Exactly reproduce each entry, leaving out nothing.
-- begin Task input --
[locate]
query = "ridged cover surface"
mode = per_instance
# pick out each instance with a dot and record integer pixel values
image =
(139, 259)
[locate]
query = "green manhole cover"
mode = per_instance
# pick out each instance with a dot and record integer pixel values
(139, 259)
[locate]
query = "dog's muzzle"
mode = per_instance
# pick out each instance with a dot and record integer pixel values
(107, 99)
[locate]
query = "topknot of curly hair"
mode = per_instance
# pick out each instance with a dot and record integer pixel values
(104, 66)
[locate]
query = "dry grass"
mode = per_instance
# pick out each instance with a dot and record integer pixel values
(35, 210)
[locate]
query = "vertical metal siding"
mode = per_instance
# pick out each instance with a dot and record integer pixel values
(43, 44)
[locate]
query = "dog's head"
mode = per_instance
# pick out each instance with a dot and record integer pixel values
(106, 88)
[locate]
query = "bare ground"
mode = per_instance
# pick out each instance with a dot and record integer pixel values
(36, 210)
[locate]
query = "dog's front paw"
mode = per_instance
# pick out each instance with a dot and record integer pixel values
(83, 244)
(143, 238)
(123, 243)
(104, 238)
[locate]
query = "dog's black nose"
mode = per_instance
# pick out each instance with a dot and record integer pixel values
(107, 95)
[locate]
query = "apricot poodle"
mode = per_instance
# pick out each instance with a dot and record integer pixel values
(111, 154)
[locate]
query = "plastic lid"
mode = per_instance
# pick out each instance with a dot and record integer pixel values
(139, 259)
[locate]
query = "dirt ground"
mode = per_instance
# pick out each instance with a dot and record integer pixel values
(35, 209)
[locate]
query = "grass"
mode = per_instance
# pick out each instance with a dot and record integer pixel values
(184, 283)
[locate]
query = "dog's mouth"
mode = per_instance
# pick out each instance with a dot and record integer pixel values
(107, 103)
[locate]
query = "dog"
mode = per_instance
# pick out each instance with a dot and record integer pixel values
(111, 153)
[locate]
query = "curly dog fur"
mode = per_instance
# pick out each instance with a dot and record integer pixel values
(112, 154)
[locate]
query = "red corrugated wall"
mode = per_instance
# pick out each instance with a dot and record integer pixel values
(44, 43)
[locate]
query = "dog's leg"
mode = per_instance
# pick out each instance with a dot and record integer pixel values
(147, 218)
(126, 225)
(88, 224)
-- end Task input --
Answer
[locate]
query = "ridged cover surface"
mode = per_instance
# pick out each instance with a dot and record integer pixel values
image =
(139, 259)
[locate]
query = "green manhole cover"
mode = per_instance
# pick out each instance with a dot and record integer pixel values
(139, 259)
[locate]
query = "dog's muzzle"
mode = per_instance
# pick out each instance with a dot and record integer pixel values
(107, 99)
[locate]
query = "topknot of curly hair"
mode = per_instance
# pick out each instance with a dot and record integer pixel values
(104, 66)
[locate]
query = "dry grass"
mode = per_instance
# pick out each instance with a dot and record integer pixel values
(35, 210)
[locate]
query = "vertical metal siding"
mode = per_instance
# pick out each instance with a dot and record integer pixel values
(43, 44)
[locate]
query = "dog's head"
mode = per_instance
# pick out each instance with a dot and record integer pixel values
(106, 88)
[locate]
query = "bare ground"
mode = per_instance
# pick out each instance with a dot and record integer pixel values
(36, 210)
[locate]
query = "dog's front paw"
mode = per_instance
# pick out each instance with a dot and record integer pixel values
(83, 244)
(143, 238)
(123, 243)
(104, 238)
[locate]
query = "dog's black nose"
mode = per_instance
# pick out each instance with a dot and record integer pixel values
(107, 95)
[locate]
query = "apricot poodle"
mode = per_instance
# pick out each instance with a dot and record integer pixel values
(111, 154)
[locate]
query = "plastic lid"
mode = per_instance
# pick out each instance with a dot and record integer pixel values
(139, 259)
[locate]
query = "dirt ground"
mode = per_instance
# pick out each instance with a dot and record integer pixel values
(35, 209)
[locate]
query = "grass"
mode = per_instance
# pick out each instance with a dot and record integer pixel values
(184, 283)
[locate]
query = "dog's mouth"
mode = per_instance
# pick out each instance with a dot and record integer pixel values
(107, 103)
[locate]
query = "dog"
mode = per_instance
# pick out each instance with a dot and record integer pixel values
(111, 153)
[locate]
query = "curly dog fur"
mode = per_instance
# pick out each instance with a dot and record integer pixel values
(112, 154)
[locate]
query = "red corrugated wall"
mode = per_instance
# pick out each instance with a dot and record integer pixel values
(44, 43)
[locate]
query = "dog's leg"
mode = per_instance
# pick out each instance with a dot and record integer pixel values
(147, 218)
(126, 225)
(88, 224)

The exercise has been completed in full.